Compito assegnato 1 —
Estrai per intero la recensione del film, parola per parola, senza cambiare nulla.
Compito assegnato 2 —
Copia fedelmente dall'elenco solo la parte che si apre con la riga contenente "Objective: one point per instance of the trekking" e arriva fino alla fine dell'elenco, estremi inclusi.

Brano da leggere —
'''

Regia: Rodrigo Cortez
Cast: Ryan Reynolds
Produzione: USA
Anno: 2010
Durata: 96 minuti
Paul si sveglia in una cassa, interrata nel deserto iraqueno. L'ultimo suo ricordo risale a poco tempo prima in cui il suo convoglio era stato assaltato e alcuni suoi compagni avevano trovato la morte. Presto scopre di avere con sé un telefonino e un'accendino e cerca di venire a capo della sua situazione.
Seppellito in una cassa di legno, in terra straniera Paul le prova
davvero tutte per salvarsi. Non si risparmia nulla neanche in tema di
video e autolesionismo, pur di uscire dalla cassa. Ma quello che lo
spettatore sa per certo è che la situazione richiede un qualcosa di più
del solito buonismo americano.
Paul è un autotrasportatore. E' in Iraq solo per fare un po' di soldi.

'''

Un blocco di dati
'''

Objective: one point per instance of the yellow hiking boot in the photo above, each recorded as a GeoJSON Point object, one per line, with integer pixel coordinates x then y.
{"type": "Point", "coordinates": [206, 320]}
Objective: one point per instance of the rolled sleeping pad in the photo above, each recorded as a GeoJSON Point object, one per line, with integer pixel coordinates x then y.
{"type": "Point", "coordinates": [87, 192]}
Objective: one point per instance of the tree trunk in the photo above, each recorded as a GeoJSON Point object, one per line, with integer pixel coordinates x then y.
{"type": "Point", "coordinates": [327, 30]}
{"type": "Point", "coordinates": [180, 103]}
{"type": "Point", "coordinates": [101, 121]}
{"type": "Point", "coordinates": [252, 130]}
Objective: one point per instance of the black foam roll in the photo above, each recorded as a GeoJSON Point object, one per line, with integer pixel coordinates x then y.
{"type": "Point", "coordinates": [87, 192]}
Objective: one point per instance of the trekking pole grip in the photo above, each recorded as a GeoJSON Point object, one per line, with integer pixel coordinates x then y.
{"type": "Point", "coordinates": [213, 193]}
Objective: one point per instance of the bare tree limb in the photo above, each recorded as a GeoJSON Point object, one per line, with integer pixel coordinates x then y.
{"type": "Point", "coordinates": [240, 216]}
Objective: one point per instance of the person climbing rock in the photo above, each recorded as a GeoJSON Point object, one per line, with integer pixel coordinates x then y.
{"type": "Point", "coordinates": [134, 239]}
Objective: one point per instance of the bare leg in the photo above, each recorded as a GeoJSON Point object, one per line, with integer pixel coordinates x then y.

'''

Risposta completa 1 —
Regia: Rodrigo Cortez
Cast: Ryan Reynolds
Produzione: USA
Anno: 2010
Durata: 96 minuti
Paul si sveglia in una cassa, interrata nel deserto iraqueno. L'ultimo suo ricordo risale a poco tempo prima in cui il suo convoglio era stato assaltato e alcuni suoi compagni avevano trovato la morte. Presto scopre di avere con sé un telefonino e un'accendino e cerca di venire a capo della sua situazione.
Seppellito in una cassa di legno, in terra straniera Paul le prova
davvero tutte per salvarsi. Non si risparmia nulla neanche in tema di
video e autolesionismo, pur di uscire dalla cassa. Ma quello che lo
spettatore sa per certo è che la situazione richiede un qualcosa di più
del solito buonismo americano.
Paul è un autotrasportatore. E' in Iraq solo per fare un po' di soldi.

Risposta completa 2 —
Objective: one point per instance of the trekking pole grip in the photo above, each recorded as a GeoJSON Point object, one per line, with integer pixel coordinates x then y.
{"type": "Point", "coordinates": [213, 193]}
Objective: one point per instance of the bare tree limb in the photo above, each recorded as a GeoJSON Point object, one per line, with integer pixel coordinates x then y.
{"type": "Point", "coordinates": [240, 216]}
Objective: one point per instance of the person climbing rock in the photo above, each recorded as a GeoJSON Point object, one per line, with integer pixel coordinates x then y.
{"type": "Point", "coordinates": [134, 239]}
Objective: one point per instance of the bare leg in the photo above, each recorded as a GeoJSON Point object, one per line, with integer pixel coordinates x then y.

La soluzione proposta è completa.